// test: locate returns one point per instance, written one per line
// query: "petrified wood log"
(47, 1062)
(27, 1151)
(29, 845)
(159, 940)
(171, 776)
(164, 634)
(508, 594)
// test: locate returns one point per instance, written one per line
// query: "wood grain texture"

* **THE PROBLEM**:
Your answer should be the full set of records, printed exactly.

* **RESPONSE**:
// test: locate returns one point per instance, written one per line
// query: "petrified wood log"
(47, 1062)
(27, 1151)
(29, 845)
(159, 940)
(171, 776)
(164, 634)
(508, 594)
// test: locate returns one point per instance, written one per line
// query: "wood grain texture"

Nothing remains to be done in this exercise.